[Spatial localization data]
____________________

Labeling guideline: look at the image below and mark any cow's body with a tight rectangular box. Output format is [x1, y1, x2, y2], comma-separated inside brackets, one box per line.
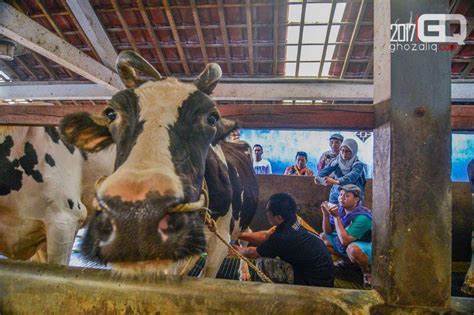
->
[60, 52, 258, 276]
[201, 141, 257, 277]
[0, 126, 113, 265]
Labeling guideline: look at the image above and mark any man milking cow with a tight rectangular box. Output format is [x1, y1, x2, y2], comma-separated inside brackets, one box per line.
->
[231, 193, 335, 287]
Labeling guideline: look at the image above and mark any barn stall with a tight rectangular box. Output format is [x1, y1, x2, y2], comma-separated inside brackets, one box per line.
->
[0, 0, 474, 313]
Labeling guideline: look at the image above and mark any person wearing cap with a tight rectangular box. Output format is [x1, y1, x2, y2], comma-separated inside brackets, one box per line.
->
[316, 138, 367, 204]
[317, 133, 344, 172]
[320, 184, 372, 287]
[232, 193, 335, 287]
[284, 151, 314, 176]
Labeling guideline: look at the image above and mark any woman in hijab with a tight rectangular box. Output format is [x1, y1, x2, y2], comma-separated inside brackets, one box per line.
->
[316, 139, 367, 204]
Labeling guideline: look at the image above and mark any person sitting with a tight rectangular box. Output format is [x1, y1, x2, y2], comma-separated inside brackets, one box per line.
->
[284, 151, 314, 176]
[253, 144, 272, 174]
[316, 138, 366, 204]
[232, 193, 334, 287]
[320, 184, 372, 288]
[317, 133, 344, 172]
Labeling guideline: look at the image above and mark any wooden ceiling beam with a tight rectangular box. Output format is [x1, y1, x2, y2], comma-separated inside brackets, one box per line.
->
[3, 80, 474, 103]
[217, 0, 232, 75]
[1, 104, 472, 131]
[340, 0, 367, 78]
[63, 0, 113, 69]
[15, 55, 40, 80]
[219, 104, 374, 130]
[190, 0, 208, 64]
[34, 0, 77, 79]
[31, 52, 58, 80]
[34, 0, 65, 40]
[0, 3, 122, 91]
[8, 2, 57, 80]
[111, 0, 139, 53]
[162, 0, 190, 75]
[69, 21, 373, 33]
[0, 59, 22, 80]
[245, 0, 254, 76]
[272, 0, 280, 76]
[363, 55, 373, 79]
[460, 60, 474, 79]
[0, 80, 373, 101]
[136, 0, 170, 76]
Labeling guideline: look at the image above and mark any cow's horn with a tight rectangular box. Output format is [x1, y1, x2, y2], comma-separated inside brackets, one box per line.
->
[194, 63, 222, 95]
[116, 50, 162, 88]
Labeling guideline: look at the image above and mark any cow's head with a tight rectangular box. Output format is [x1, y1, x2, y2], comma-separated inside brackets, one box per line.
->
[60, 51, 236, 273]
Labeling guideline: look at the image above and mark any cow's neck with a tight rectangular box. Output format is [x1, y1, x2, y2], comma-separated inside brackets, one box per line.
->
[204, 144, 232, 219]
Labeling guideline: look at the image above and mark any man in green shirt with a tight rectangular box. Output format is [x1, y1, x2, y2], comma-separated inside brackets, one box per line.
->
[321, 184, 372, 287]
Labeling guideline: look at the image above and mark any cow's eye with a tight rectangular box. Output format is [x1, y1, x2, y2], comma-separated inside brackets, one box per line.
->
[207, 112, 219, 127]
[104, 107, 117, 122]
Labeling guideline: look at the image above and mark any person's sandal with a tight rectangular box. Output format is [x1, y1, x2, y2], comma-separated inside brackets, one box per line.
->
[363, 273, 372, 289]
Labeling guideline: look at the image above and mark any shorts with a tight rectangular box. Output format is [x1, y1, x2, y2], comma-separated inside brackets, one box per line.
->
[325, 233, 372, 265]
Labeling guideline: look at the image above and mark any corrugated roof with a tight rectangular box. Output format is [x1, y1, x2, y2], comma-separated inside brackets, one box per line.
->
[0, 0, 472, 99]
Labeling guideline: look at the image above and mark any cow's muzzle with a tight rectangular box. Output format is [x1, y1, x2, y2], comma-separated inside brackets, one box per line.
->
[82, 176, 208, 264]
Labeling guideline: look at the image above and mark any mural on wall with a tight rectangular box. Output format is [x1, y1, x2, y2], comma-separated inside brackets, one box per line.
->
[240, 129, 473, 182]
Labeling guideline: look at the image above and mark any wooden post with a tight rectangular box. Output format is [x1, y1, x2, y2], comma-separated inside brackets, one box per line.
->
[373, 0, 452, 309]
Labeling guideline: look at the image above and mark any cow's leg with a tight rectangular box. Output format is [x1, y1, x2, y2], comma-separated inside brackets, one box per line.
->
[201, 211, 232, 278]
[44, 203, 86, 265]
[45, 218, 78, 265]
[236, 227, 252, 281]
[202, 234, 228, 278]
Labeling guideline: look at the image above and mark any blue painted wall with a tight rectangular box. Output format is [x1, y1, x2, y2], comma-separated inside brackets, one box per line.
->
[240, 130, 473, 181]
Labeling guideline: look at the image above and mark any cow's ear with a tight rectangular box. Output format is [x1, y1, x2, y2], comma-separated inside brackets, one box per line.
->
[214, 118, 238, 143]
[60, 112, 113, 152]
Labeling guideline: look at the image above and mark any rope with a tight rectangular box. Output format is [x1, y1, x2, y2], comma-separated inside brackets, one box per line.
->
[201, 207, 273, 283]
[168, 180, 273, 283]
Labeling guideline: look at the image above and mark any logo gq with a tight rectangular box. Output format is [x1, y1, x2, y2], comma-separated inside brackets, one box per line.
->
[390, 13, 467, 53]
[418, 14, 467, 45]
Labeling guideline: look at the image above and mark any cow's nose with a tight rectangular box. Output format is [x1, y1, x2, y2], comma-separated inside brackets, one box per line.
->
[96, 170, 183, 202]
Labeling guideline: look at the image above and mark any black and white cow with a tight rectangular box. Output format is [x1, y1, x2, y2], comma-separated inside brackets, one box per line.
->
[59, 51, 258, 277]
[0, 126, 113, 264]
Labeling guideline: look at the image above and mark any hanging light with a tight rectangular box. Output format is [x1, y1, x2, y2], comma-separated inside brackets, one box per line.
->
[0, 38, 16, 61]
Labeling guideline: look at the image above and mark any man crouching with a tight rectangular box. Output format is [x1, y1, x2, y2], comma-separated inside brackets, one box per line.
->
[232, 193, 334, 287]
[321, 184, 373, 288]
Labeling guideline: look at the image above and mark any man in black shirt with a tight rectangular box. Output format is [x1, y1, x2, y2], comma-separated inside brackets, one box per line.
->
[233, 193, 334, 287]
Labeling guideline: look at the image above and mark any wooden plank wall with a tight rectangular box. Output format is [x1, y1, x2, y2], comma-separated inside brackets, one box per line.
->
[0, 104, 473, 131]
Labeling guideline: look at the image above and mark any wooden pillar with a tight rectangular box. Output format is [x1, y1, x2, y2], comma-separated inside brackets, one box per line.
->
[373, 0, 452, 309]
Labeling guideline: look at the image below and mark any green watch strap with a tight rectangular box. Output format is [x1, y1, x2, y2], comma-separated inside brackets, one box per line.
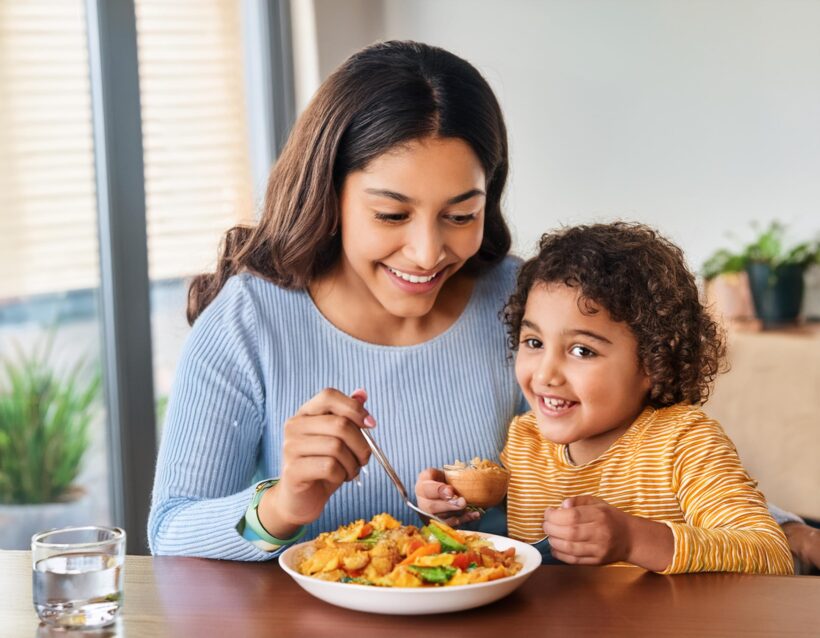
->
[245, 479, 306, 546]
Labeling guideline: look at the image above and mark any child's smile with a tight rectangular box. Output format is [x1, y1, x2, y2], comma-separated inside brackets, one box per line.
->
[514, 283, 652, 465]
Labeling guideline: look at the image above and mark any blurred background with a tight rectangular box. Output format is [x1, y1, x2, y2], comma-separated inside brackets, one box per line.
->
[0, 0, 817, 552]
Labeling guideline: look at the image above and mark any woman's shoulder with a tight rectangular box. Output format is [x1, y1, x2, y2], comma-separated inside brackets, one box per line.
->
[473, 255, 523, 304]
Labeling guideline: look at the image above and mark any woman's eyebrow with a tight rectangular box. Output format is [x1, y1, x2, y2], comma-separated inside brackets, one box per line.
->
[364, 188, 486, 205]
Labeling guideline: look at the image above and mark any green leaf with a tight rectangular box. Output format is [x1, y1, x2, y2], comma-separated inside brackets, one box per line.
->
[408, 565, 457, 584]
[0, 334, 99, 504]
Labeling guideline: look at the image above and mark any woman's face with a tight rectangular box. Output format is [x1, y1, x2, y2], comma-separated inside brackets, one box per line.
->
[337, 136, 486, 319]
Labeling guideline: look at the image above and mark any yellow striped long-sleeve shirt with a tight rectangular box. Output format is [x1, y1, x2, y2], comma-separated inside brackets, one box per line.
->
[499, 404, 793, 575]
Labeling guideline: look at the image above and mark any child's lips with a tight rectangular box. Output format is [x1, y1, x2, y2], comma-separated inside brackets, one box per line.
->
[537, 395, 579, 417]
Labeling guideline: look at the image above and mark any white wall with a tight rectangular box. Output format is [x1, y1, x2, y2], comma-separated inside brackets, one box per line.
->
[308, 0, 820, 270]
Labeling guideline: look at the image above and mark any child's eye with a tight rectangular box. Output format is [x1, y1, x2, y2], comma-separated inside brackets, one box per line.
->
[521, 337, 542, 350]
[444, 213, 478, 225]
[570, 345, 596, 358]
[374, 212, 408, 223]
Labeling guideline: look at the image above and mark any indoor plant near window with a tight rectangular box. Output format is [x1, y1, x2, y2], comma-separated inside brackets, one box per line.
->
[0, 338, 100, 549]
[702, 248, 755, 323]
[702, 222, 819, 328]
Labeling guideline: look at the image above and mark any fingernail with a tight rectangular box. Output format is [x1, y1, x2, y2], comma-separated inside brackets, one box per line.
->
[470, 511, 481, 520]
[448, 497, 465, 507]
[562, 499, 571, 508]
[364, 415, 376, 428]
[352, 388, 367, 403]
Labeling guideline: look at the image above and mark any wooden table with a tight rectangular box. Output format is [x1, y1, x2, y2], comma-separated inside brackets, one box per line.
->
[2, 552, 818, 637]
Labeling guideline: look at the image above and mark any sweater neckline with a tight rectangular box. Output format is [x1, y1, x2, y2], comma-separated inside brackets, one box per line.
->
[556, 406, 657, 469]
[303, 273, 485, 352]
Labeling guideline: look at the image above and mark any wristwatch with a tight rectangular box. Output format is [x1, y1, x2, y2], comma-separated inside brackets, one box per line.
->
[244, 479, 306, 546]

____________________

**Problem to work on:** Please set down only the lines from the first line of the records above through the line that has "any wooden ceiling", exactly, and not the pictures.

**Solution for this problem:**
Labeling guideline: look at the image below and mark any cow's body with a tight rectangular box. Output format is [x1, y1, x2, y2], comma-separated inside brackets, one box per line.
->
[60, 52, 258, 276]
[201, 141, 257, 277]
[0, 126, 113, 265]
Labeling guideline: look at the image above and mark any man milking cow with a tight rectangular box. Output format is [x1, y1, x2, y2], comma-separated inside brackets, one box per line.
->
[231, 193, 335, 287]
Labeling guideline: look at the image above and mark any barn stall with a tight rectangular box. Output format is [x1, y1, x2, y2], comma-separated inside brackets, one box per line.
->
[0, 0, 474, 313]
Labeling guideline: look at the image above and mark any person wearing cap with a tight rectangular box. Output format is [x1, y1, x2, y2], comma-separated inside brackets, one box per line.
->
[316, 138, 367, 204]
[317, 133, 344, 172]
[320, 184, 372, 287]
[232, 193, 335, 287]
[284, 151, 314, 176]
Labeling guideline: look at the image above and mark any woman in hijab with a tight rectangular box. Output format is [x1, y1, x2, y2], comma-separated inside brackets, one box per line.
->
[316, 139, 367, 204]
Labeling guideline: look at the image above and mark any person sitting with a tight rectangular box. Output format is [x1, y1, x2, y2], comma-separated inside brackets, one box per line.
->
[284, 151, 314, 176]
[253, 144, 272, 174]
[316, 138, 366, 204]
[232, 193, 334, 287]
[320, 184, 372, 288]
[317, 133, 344, 172]
Labeling guideline: look at the image above and mark any wooden ceiling beam with a tight rectangular box. Output format is [x1, y1, x2, y2], comma-separated inside brackets, one box per line.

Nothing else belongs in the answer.